§ How to complete this task:
Search the material for "woman" and show all lines that contain it.

§ Records for the task:
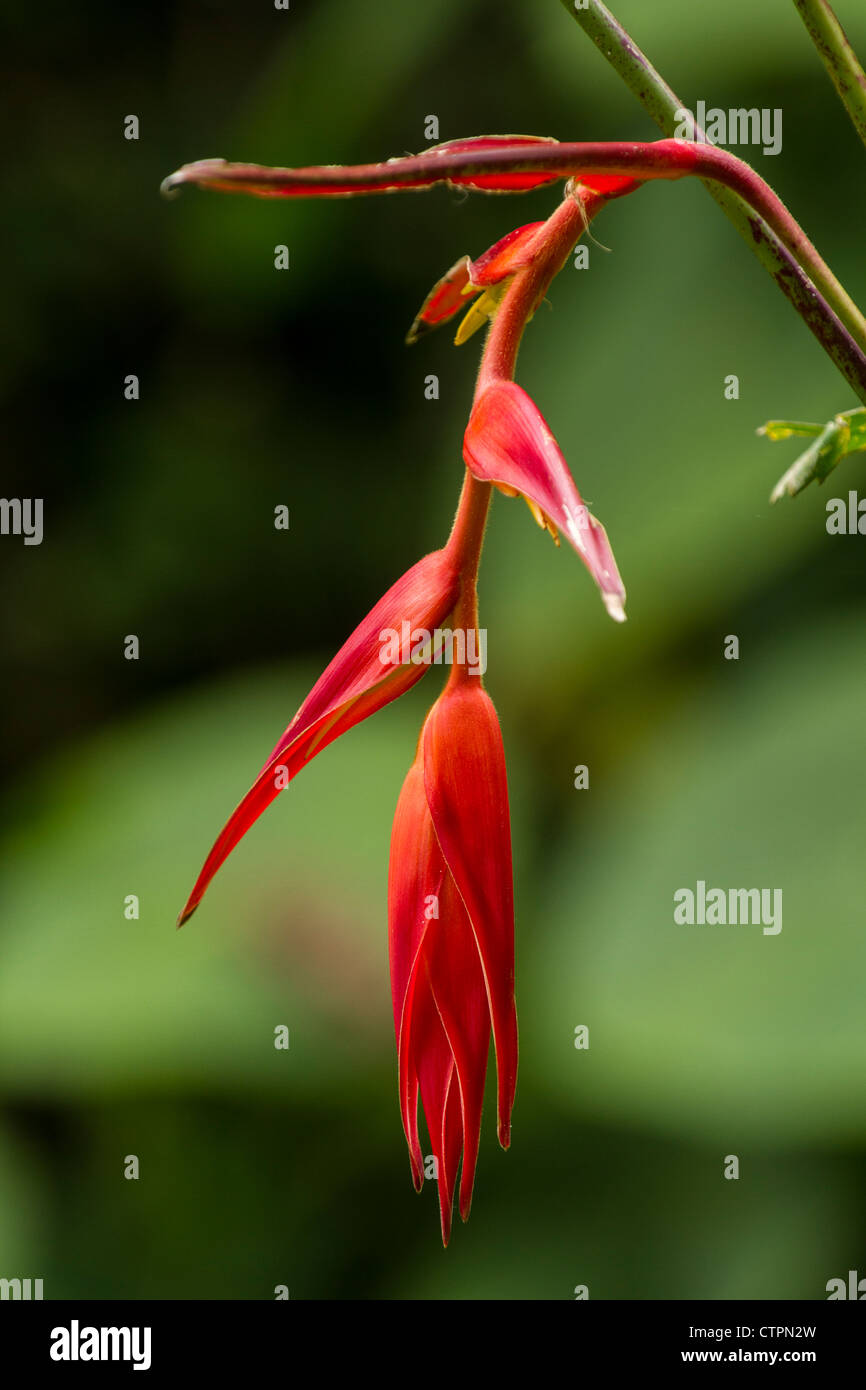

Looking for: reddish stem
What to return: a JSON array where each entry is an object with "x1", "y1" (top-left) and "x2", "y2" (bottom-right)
[
  {"x1": 446, "y1": 188, "x2": 597, "y2": 678},
  {"x1": 164, "y1": 137, "x2": 866, "y2": 364}
]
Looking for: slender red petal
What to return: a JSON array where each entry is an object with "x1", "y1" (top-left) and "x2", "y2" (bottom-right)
[
  {"x1": 393, "y1": 863, "x2": 462, "y2": 1241},
  {"x1": 424, "y1": 871, "x2": 490, "y2": 1222},
  {"x1": 389, "y1": 777, "x2": 464, "y2": 1244},
  {"x1": 422, "y1": 683, "x2": 518, "y2": 1149},
  {"x1": 416, "y1": 1022, "x2": 460, "y2": 1246},
  {"x1": 178, "y1": 550, "x2": 460, "y2": 925},
  {"x1": 467, "y1": 222, "x2": 545, "y2": 287},
  {"x1": 464, "y1": 379, "x2": 626, "y2": 622},
  {"x1": 388, "y1": 759, "x2": 445, "y2": 1189},
  {"x1": 405, "y1": 255, "x2": 475, "y2": 345},
  {"x1": 437, "y1": 1069, "x2": 464, "y2": 1245}
]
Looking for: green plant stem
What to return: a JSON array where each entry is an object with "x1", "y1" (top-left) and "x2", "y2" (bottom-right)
[
  {"x1": 560, "y1": 0, "x2": 866, "y2": 401},
  {"x1": 794, "y1": 0, "x2": 866, "y2": 149}
]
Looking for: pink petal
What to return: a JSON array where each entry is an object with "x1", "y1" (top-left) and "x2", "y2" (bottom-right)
[
  {"x1": 464, "y1": 379, "x2": 626, "y2": 622},
  {"x1": 388, "y1": 759, "x2": 445, "y2": 1191}
]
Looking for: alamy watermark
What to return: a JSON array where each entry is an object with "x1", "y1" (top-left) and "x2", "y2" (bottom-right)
[
  {"x1": 674, "y1": 880, "x2": 783, "y2": 935},
  {"x1": 827, "y1": 1269, "x2": 866, "y2": 1299},
  {"x1": 826, "y1": 491, "x2": 866, "y2": 534},
  {"x1": 0, "y1": 498, "x2": 42, "y2": 545},
  {"x1": 50, "y1": 1321, "x2": 151, "y2": 1371},
  {"x1": 674, "y1": 103, "x2": 783, "y2": 157},
  {"x1": 379, "y1": 621, "x2": 487, "y2": 677},
  {"x1": 0, "y1": 1276, "x2": 43, "y2": 1299}
]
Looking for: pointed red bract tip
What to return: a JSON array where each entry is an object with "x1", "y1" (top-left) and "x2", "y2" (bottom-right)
[{"x1": 406, "y1": 255, "x2": 475, "y2": 345}]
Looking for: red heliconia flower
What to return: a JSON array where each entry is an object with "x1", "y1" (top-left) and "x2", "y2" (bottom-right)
[
  {"x1": 178, "y1": 547, "x2": 460, "y2": 925},
  {"x1": 389, "y1": 677, "x2": 516, "y2": 1245},
  {"x1": 166, "y1": 130, "x2": 649, "y2": 1241},
  {"x1": 464, "y1": 378, "x2": 626, "y2": 622}
]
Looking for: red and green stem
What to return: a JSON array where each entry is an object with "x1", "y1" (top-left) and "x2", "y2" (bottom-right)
[{"x1": 561, "y1": 0, "x2": 866, "y2": 400}]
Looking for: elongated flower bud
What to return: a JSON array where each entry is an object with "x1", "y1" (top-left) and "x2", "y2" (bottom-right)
[{"x1": 389, "y1": 681, "x2": 516, "y2": 1242}]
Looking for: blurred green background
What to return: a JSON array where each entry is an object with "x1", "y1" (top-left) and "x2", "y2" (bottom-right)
[{"x1": 3, "y1": 0, "x2": 866, "y2": 1298}]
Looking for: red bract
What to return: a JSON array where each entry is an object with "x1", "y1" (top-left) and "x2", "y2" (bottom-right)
[
  {"x1": 178, "y1": 548, "x2": 460, "y2": 926},
  {"x1": 389, "y1": 680, "x2": 516, "y2": 1245},
  {"x1": 465, "y1": 379, "x2": 627, "y2": 622},
  {"x1": 405, "y1": 221, "x2": 544, "y2": 345},
  {"x1": 405, "y1": 256, "x2": 474, "y2": 345}
]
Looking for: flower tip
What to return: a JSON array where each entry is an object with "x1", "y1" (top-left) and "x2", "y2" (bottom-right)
[
  {"x1": 160, "y1": 159, "x2": 228, "y2": 199},
  {"x1": 404, "y1": 319, "x2": 430, "y2": 347},
  {"x1": 176, "y1": 902, "x2": 197, "y2": 929},
  {"x1": 603, "y1": 592, "x2": 627, "y2": 624},
  {"x1": 497, "y1": 1118, "x2": 511, "y2": 1150},
  {"x1": 160, "y1": 172, "x2": 184, "y2": 200}
]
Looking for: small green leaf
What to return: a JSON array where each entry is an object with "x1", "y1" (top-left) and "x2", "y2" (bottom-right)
[
  {"x1": 757, "y1": 420, "x2": 825, "y2": 442},
  {"x1": 760, "y1": 407, "x2": 866, "y2": 501}
]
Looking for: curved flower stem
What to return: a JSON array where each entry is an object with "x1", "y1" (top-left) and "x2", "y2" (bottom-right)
[
  {"x1": 447, "y1": 193, "x2": 590, "y2": 675},
  {"x1": 560, "y1": 0, "x2": 866, "y2": 399},
  {"x1": 477, "y1": 193, "x2": 586, "y2": 389},
  {"x1": 447, "y1": 470, "x2": 491, "y2": 633},
  {"x1": 166, "y1": 136, "x2": 866, "y2": 397},
  {"x1": 794, "y1": 0, "x2": 866, "y2": 149}
]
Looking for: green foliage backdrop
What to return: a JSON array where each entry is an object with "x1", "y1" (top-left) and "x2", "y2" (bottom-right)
[{"x1": 2, "y1": 0, "x2": 865, "y2": 1297}]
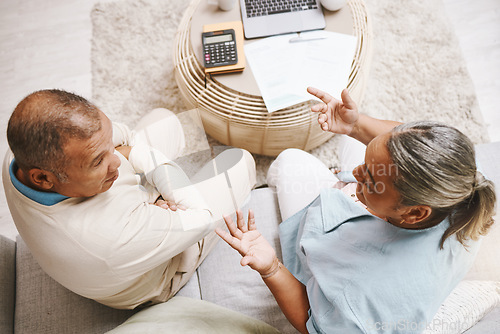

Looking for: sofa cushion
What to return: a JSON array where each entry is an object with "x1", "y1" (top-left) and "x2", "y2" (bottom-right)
[
  {"x1": 106, "y1": 296, "x2": 280, "y2": 334},
  {"x1": 423, "y1": 280, "x2": 500, "y2": 334},
  {"x1": 196, "y1": 188, "x2": 297, "y2": 333},
  {"x1": 15, "y1": 236, "x2": 136, "y2": 334},
  {"x1": 0, "y1": 235, "x2": 15, "y2": 334},
  {"x1": 464, "y1": 306, "x2": 500, "y2": 334},
  {"x1": 465, "y1": 142, "x2": 500, "y2": 281},
  {"x1": 175, "y1": 268, "x2": 202, "y2": 299}
]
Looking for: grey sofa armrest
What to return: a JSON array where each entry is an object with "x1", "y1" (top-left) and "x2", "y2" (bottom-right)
[
  {"x1": 464, "y1": 306, "x2": 500, "y2": 333},
  {"x1": 14, "y1": 236, "x2": 136, "y2": 334},
  {"x1": 476, "y1": 141, "x2": 500, "y2": 191},
  {"x1": 0, "y1": 235, "x2": 15, "y2": 334}
]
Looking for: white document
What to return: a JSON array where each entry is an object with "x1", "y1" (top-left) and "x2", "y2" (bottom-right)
[{"x1": 244, "y1": 30, "x2": 357, "y2": 112}]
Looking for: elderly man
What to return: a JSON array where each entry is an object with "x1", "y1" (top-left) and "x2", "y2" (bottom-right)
[{"x1": 2, "y1": 89, "x2": 256, "y2": 309}]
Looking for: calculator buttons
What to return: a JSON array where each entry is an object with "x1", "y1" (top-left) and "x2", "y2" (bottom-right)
[{"x1": 202, "y1": 31, "x2": 238, "y2": 68}]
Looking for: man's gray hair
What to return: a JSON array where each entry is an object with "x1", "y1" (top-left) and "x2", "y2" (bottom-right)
[
  {"x1": 7, "y1": 89, "x2": 102, "y2": 181},
  {"x1": 387, "y1": 121, "x2": 496, "y2": 248}
]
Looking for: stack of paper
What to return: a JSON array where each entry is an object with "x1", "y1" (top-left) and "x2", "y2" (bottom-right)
[{"x1": 244, "y1": 30, "x2": 357, "y2": 112}]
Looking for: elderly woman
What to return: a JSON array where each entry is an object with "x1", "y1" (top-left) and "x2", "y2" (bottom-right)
[{"x1": 216, "y1": 87, "x2": 496, "y2": 334}]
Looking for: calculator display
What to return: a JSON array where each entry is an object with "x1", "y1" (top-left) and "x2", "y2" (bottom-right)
[
  {"x1": 202, "y1": 29, "x2": 238, "y2": 68},
  {"x1": 203, "y1": 34, "x2": 233, "y2": 45}
]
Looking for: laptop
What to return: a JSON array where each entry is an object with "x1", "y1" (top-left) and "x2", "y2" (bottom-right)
[{"x1": 240, "y1": 0, "x2": 326, "y2": 39}]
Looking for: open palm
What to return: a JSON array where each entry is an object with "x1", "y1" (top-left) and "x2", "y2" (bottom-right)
[
  {"x1": 216, "y1": 210, "x2": 277, "y2": 275},
  {"x1": 307, "y1": 87, "x2": 359, "y2": 135}
]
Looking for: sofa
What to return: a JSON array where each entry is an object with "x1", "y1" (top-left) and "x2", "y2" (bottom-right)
[{"x1": 1, "y1": 142, "x2": 500, "y2": 334}]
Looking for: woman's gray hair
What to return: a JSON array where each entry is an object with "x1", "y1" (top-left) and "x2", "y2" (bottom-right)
[
  {"x1": 387, "y1": 121, "x2": 496, "y2": 249},
  {"x1": 7, "y1": 89, "x2": 102, "y2": 182}
]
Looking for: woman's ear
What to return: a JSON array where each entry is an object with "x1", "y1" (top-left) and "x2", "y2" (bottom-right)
[
  {"x1": 27, "y1": 168, "x2": 56, "y2": 191},
  {"x1": 402, "y1": 205, "x2": 433, "y2": 225}
]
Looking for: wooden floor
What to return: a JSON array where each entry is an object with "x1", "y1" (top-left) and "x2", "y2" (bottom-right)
[{"x1": 0, "y1": 0, "x2": 499, "y2": 239}]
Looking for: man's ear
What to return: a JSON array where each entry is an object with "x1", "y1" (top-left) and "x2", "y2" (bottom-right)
[
  {"x1": 27, "y1": 168, "x2": 57, "y2": 191},
  {"x1": 402, "y1": 205, "x2": 433, "y2": 225}
]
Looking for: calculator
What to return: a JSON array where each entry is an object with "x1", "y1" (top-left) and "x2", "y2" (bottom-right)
[{"x1": 202, "y1": 29, "x2": 238, "y2": 68}]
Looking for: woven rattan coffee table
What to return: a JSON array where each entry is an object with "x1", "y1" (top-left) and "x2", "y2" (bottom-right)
[{"x1": 174, "y1": 0, "x2": 372, "y2": 156}]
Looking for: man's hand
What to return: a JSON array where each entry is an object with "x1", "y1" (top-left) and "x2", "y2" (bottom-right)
[
  {"x1": 307, "y1": 87, "x2": 359, "y2": 135},
  {"x1": 154, "y1": 198, "x2": 186, "y2": 211},
  {"x1": 115, "y1": 145, "x2": 132, "y2": 160},
  {"x1": 216, "y1": 210, "x2": 278, "y2": 277}
]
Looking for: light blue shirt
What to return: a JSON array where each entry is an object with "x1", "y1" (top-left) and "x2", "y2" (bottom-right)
[{"x1": 279, "y1": 188, "x2": 479, "y2": 334}]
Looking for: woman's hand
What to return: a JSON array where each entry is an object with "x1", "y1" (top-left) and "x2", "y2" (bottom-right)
[
  {"x1": 216, "y1": 210, "x2": 278, "y2": 277},
  {"x1": 219, "y1": 211, "x2": 311, "y2": 334},
  {"x1": 307, "y1": 87, "x2": 359, "y2": 135}
]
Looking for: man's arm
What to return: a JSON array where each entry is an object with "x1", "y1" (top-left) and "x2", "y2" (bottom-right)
[
  {"x1": 102, "y1": 148, "x2": 215, "y2": 277},
  {"x1": 112, "y1": 120, "x2": 193, "y2": 203},
  {"x1": 108, "y1": 195, "x2": 214, "y2": 278},
  {"x1": 128, "y1": 143, "x2": 210, "y2": 212}
]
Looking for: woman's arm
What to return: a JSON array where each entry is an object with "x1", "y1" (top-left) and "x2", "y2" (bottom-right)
[
  {"x1": 262, "y1": 263, "x2": 310, "y2": 334},
  {"x1": 350, "y1": 114, "x2": 402, "y2": 145},
  {"x1": 216, "y1": 210, "x2": 310, "y2": 334},
  {"x1": 307, "y1": 87, "x2": 401, "y2": 145}
]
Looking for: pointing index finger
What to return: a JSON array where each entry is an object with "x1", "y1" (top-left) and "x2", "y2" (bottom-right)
[{"x1": 307, "y1": 86, "x2": 333, "y2": 105}]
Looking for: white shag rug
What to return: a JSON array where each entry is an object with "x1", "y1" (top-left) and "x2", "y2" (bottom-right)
[{"x1": 91, "y1": 0, "x2": 488, "y2": 185}]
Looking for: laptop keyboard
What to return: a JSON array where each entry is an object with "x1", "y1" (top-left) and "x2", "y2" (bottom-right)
[{"x1": 245, "y1": 0, "x2": 319, "y2": 18}]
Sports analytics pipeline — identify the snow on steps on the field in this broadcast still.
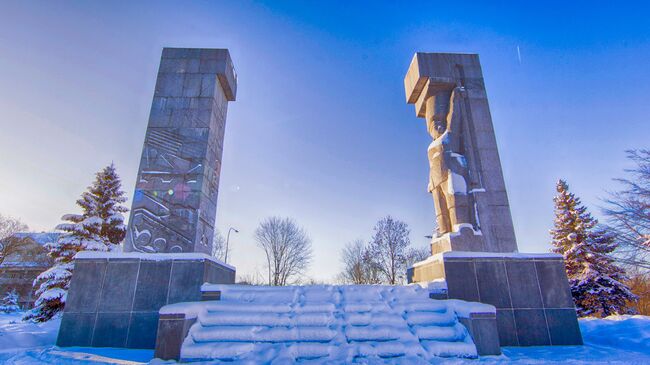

§ Written reply:
Looking for: elderly woman
Looking for: woman's gray hair
Looking for: woman's ear
Looking for: woman's hand
Looking for: woman's arm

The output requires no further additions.